Computer science (or computing science) is the study and the science of the theoretical foundations of information and computation and their implementation and application in computer systems.

Software engineering is the application of a systematic, disciplined, quantifiable approach to the development, operation, and maintenance of software.

--

I think you are talking about software engineers and everyone else is defending computer scientists.




The excessive downvoting has become something of a recent fad here. I'd have put your comments to -1, but not further, because I do, like apparently many, believe that your notions are fundamentally flawed.

Complexity theory isn't hand-wavey-ultra-complicated-irrelevant CS; it's first / second semester stuff. It's fundamental enough that it's a cognate for most lots of physics, math and engineering students. That's to say, that it's relevant enough that if you're even doing something moderately related to computer science that it's worth knowing.

Are there a lot of jobs where you don't need to know this stuff? Well, I think there are a lot of jobs where you can get by without knowing basic CS, but it'd still benefit you from time to time to be able to apply these sorts of abstractions.

"Why is this function so slow?"

"Its runtime is quadratic."

"Huh?"

In my particular case, not knowing fundamentals of CS theory would cut me out of being able to work on precisely the problems that I find most interesting in programming.


I understand the theory perfectly, having a pretty good degree in CE. My argument has nothing to do with my personal situation, I'm running an argument based on a theoretical situation.


If you look at any other field containing "engineers", the mathematical basics are not abstracted away over time. Mechanical engineers have taken courses in math and physics; that part never goes away. Technicians are the guys who may have impressive technical knowledge and skills but never learned the theory behind it. From the perspective of the old-fashioned engineers, if a programmer calls himself a "Software Engineer" instead of a "Computer Programmer", he'd better have some fundamentals to back it up. (Of course not all programmers need to be engineers -- technicians are great. But somebody in the building needs to known why things work they way they do.)


Actually, you're right. My study is in Computer Engineering with focus on robotics, so my focus has been different so far.

(Entries provided):
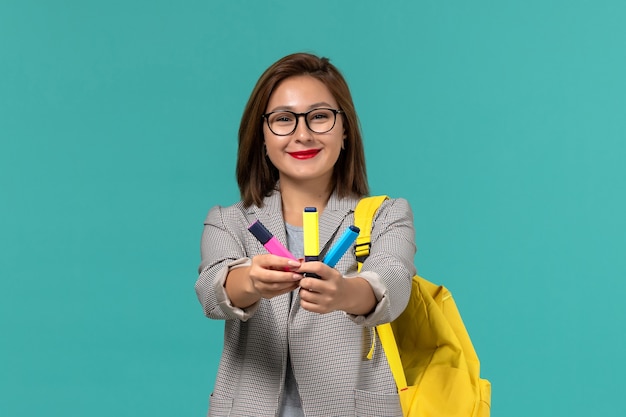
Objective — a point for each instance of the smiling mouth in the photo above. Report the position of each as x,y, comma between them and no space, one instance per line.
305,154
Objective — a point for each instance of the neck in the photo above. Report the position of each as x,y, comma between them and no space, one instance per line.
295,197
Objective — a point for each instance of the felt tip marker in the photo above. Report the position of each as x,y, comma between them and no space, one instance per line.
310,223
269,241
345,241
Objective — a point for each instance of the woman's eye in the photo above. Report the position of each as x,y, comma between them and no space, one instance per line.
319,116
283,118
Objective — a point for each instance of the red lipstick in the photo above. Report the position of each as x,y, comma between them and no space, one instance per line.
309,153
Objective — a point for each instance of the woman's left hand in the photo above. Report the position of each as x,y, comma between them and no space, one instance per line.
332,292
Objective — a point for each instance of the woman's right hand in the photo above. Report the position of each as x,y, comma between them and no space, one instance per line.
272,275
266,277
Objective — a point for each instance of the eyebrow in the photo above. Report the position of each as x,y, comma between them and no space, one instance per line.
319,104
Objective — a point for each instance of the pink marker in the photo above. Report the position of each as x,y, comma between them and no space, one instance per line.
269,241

(Exercise):
Answer these questions about the computer science discussion.
1. What kind of approach does the definition of software engineering describe?
2. In which semesters is complexity theory placed?
3. In the last comment, what field of study and focus does the writer name?

(Answer to this task):
1. A systematic, disciplined, quantifiable approach.
2. First and second semester.
3. Computer Engineering, with a focus on robotics.